*Stated task 1*.
How many lines of the records below contain the string "lamb"? Tally them and give only the number.
====== Document section ======
We now turn to the mode map including only non-BCTs, specifically the 10 most frequent monolexemic, or pure, non-BCTs: mauve, lavender, maroon, violet, peach, tan, beige, lilac, magenta, and teal (see Figure A3).

Figure A3.

Mode maps of all expressions that qualify as pure non-BCTs, at V3, V6, and V9.

Non-BCTs in this figure appear mostly in the R–Y hue ranges (peach, maroon, tan, beige) and in the P–RP hue range (mauve, lavender, violet, magenta, lilac). Indeed, as in the case of BCTs, the G–B hue range is overall named by fewer terms than the R–Y and P–R hue ranges, probably because of varying sensitivity of human receptors across the spectrum (MacAdam, 1942).

Comparing Figures A1 and A3, we see that the extensions of non-BCTs in the latter figure are somewhat less scattered than in the former. Overall, consensus is quite low. Non-BCTs that reach highest consensus (from 0.3 to 0.5) are teal (0.5 at V3, C4, and 0.4 at V6, C6), peach (0.3 at V9, C6, and at V6, C8 and C12), tan (0.3 at V6, C2, C4 and C6), maroon (0.3 at V3, at C6 and C10), and lavender (0.3 at V6, C6 and C12).

This result confirms that non-BCTs seem indeed to overlap with BCTs, without coinciding with them exactly. Comparing Figures A1 to A3, one can see that teal, for example, at V6 ranges from GY to PB, reaching highest consensus at the boundary of blue and green. Peach extends over parts of pink and parts of orange. The extension of tan overlaps partly with that of brown and partly with that of orange. The extension of magenta is mostly within that of pink, extending only over the most saturated parts. Lavender extends within purple, but only in the P hue range, while mauve extends within purple, but only in the RP range at low value, and parts of pink.
======
*Stated task 2*.
Can you write out everything in the color-naming passage above, from "We now turn" down to "V6, and V9.", word for word?
====== Data for processing ======
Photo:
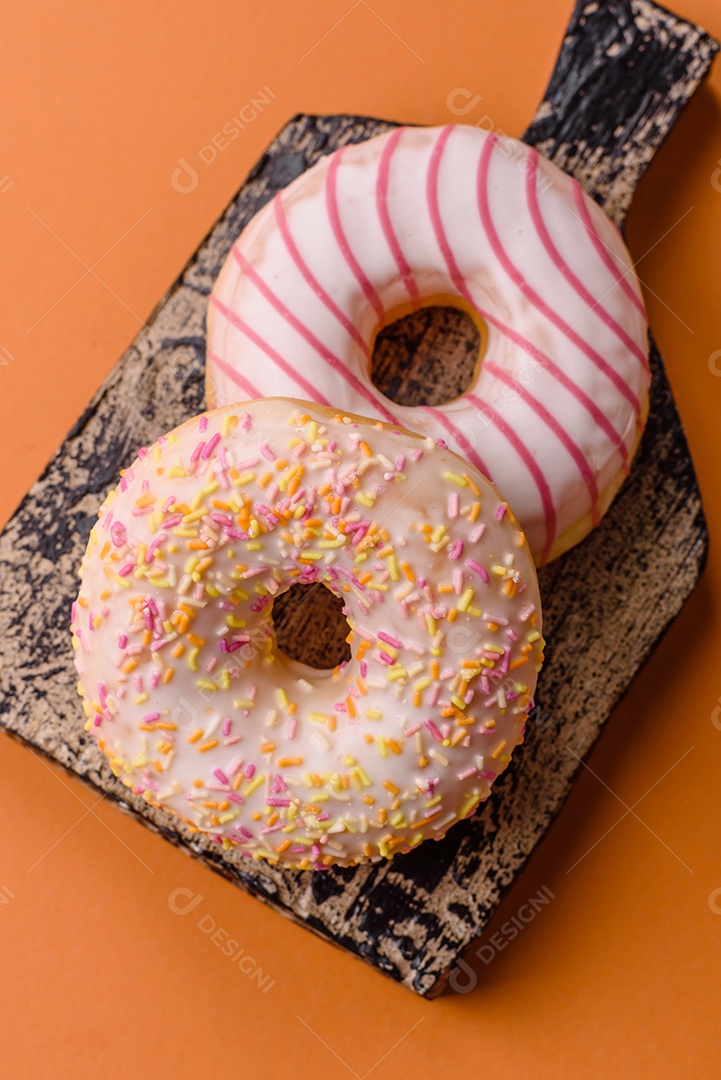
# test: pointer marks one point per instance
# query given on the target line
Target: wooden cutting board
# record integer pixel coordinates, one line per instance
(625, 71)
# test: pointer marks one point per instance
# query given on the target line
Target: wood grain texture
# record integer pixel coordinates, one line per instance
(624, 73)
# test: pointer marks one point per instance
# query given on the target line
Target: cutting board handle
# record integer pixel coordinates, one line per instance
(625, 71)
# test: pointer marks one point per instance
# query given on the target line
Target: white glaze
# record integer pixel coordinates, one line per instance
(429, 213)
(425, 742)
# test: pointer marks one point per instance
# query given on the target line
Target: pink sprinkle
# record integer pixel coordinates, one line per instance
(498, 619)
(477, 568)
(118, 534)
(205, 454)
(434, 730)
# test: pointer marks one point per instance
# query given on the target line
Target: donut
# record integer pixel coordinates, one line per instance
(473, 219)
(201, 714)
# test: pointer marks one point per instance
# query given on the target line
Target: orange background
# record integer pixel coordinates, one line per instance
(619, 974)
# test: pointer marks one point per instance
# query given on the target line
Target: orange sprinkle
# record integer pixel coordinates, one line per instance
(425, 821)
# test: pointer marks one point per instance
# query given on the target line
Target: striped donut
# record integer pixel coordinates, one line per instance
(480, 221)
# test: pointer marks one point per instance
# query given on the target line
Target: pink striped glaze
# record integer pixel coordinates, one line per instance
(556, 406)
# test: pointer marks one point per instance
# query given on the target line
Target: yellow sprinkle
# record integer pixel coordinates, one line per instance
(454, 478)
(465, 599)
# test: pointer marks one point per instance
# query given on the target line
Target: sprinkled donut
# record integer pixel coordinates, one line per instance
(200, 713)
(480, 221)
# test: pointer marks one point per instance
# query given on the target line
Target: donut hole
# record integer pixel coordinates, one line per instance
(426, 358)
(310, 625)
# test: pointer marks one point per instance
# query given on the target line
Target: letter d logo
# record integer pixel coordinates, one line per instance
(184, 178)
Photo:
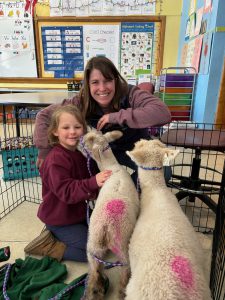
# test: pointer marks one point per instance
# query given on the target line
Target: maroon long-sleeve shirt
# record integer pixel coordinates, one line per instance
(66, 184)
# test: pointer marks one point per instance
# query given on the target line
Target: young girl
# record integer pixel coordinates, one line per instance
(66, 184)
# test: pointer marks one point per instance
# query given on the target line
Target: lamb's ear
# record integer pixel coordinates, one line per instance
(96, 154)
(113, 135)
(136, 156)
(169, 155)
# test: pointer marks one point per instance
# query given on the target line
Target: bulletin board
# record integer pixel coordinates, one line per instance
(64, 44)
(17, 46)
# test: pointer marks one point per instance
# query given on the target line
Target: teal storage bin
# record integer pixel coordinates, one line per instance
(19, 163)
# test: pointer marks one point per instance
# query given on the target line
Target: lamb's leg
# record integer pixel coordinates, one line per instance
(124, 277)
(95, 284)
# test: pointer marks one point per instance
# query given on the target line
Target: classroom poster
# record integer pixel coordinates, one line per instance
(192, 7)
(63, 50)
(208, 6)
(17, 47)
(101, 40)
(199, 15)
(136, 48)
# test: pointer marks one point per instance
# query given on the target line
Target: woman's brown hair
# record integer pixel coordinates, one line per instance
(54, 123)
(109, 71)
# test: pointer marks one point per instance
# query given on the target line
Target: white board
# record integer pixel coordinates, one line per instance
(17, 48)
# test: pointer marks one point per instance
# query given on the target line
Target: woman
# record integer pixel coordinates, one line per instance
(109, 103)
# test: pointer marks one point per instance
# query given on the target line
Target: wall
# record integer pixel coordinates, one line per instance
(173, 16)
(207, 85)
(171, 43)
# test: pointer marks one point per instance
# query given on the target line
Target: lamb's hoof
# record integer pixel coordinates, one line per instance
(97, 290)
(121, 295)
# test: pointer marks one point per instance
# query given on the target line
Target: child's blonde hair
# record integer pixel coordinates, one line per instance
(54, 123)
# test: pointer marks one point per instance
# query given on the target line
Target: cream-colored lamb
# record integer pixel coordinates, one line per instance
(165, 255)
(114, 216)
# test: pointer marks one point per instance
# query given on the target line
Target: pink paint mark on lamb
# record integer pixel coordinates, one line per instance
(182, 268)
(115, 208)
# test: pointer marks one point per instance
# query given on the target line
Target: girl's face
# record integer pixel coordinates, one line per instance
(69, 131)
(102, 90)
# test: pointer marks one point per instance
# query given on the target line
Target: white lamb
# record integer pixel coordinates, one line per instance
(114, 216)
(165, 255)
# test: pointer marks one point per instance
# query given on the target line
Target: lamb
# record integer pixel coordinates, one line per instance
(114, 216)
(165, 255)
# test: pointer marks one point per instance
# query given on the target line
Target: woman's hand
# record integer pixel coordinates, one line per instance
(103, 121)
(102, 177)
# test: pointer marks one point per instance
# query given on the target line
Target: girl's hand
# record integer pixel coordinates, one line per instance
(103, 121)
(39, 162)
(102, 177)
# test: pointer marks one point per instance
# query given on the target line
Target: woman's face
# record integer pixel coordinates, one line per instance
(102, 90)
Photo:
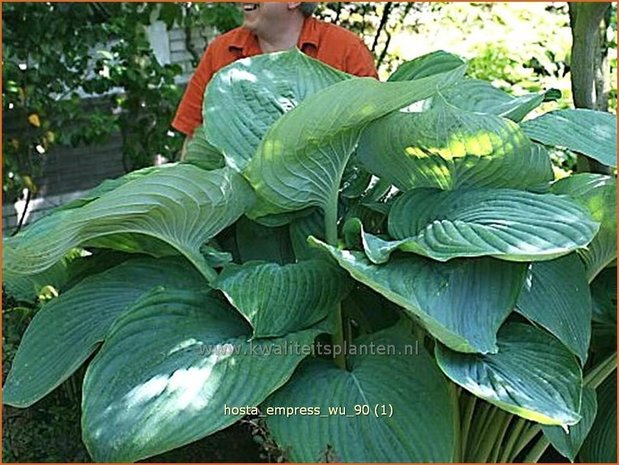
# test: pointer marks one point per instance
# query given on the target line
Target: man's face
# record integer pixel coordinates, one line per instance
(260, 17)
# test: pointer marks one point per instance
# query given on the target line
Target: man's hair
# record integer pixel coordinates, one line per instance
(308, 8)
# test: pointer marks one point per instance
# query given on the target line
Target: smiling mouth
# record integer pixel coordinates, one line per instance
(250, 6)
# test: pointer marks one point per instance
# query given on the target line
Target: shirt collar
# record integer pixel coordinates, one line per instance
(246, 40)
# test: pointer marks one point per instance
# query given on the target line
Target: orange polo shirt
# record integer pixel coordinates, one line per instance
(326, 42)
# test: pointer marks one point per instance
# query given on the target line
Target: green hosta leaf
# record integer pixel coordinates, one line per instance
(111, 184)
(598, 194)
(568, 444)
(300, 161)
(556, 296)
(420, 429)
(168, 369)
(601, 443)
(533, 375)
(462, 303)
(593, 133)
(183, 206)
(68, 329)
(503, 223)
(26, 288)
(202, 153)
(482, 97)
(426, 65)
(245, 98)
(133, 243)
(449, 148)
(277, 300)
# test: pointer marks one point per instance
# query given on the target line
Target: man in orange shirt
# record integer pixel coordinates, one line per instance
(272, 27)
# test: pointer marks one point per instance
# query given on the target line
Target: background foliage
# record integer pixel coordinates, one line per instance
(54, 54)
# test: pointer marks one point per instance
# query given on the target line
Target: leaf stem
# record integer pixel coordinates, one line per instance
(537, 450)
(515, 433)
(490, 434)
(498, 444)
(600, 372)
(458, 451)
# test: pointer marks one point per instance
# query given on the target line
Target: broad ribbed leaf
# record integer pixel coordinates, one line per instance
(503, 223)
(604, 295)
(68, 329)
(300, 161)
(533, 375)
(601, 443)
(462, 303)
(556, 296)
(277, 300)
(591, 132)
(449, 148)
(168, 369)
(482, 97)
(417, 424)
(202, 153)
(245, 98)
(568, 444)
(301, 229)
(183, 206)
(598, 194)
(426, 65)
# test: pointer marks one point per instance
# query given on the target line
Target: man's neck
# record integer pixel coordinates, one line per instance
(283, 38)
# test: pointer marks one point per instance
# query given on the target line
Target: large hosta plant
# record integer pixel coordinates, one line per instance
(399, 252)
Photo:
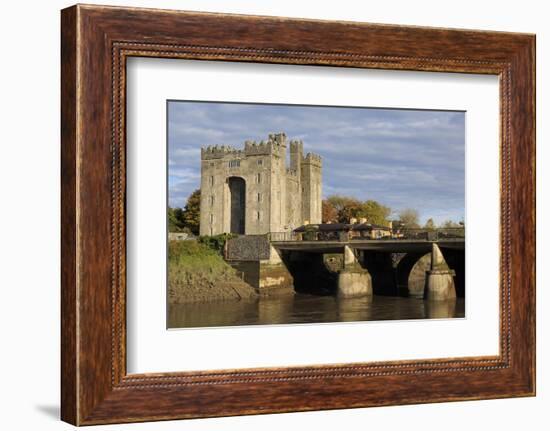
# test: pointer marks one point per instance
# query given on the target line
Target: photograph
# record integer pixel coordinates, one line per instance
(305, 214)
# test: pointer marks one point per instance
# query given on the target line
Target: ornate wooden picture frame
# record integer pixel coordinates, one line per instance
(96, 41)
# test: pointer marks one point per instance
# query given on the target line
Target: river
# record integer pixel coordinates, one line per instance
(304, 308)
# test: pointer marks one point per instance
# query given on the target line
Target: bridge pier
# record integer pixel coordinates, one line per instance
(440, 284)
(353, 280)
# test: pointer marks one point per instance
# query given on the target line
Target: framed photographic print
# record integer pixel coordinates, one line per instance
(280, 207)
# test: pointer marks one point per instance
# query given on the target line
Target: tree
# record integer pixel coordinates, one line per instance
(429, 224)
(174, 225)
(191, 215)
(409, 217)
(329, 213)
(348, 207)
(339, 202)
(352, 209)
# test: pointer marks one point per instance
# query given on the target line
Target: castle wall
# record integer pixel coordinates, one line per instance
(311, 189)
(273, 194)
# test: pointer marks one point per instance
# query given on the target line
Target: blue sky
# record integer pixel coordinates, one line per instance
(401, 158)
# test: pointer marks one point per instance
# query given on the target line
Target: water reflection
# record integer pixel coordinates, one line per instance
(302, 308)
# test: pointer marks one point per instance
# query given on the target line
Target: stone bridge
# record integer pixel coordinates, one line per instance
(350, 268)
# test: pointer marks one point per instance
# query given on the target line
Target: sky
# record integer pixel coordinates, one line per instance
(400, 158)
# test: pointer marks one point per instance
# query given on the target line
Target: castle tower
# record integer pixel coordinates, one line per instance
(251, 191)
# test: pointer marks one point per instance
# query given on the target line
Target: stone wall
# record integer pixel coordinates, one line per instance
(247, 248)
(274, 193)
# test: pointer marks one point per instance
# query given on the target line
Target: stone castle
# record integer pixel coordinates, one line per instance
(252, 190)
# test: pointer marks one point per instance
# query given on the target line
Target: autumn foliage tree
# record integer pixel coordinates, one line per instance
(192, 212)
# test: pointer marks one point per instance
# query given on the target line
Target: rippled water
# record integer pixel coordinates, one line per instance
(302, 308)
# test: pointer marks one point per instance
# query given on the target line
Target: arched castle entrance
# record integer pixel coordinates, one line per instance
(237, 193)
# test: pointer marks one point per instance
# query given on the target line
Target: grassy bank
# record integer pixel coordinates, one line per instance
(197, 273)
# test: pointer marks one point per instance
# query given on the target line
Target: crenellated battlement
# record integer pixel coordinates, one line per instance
======
*Written response 1*.
7

*Written response 2*.
We now turn to the mode map including only non-BCTs, specifically the 10 most frequent monolexemic, or pure, non-BCTs: mauve, lavender, maroon, violet, peach, tan, beige, lilac, magenta, and teal (see Figure A3).

Figure A3.

Mode maps of all expressions that qualify as pure non-BCTs, at V3, V6, and V9.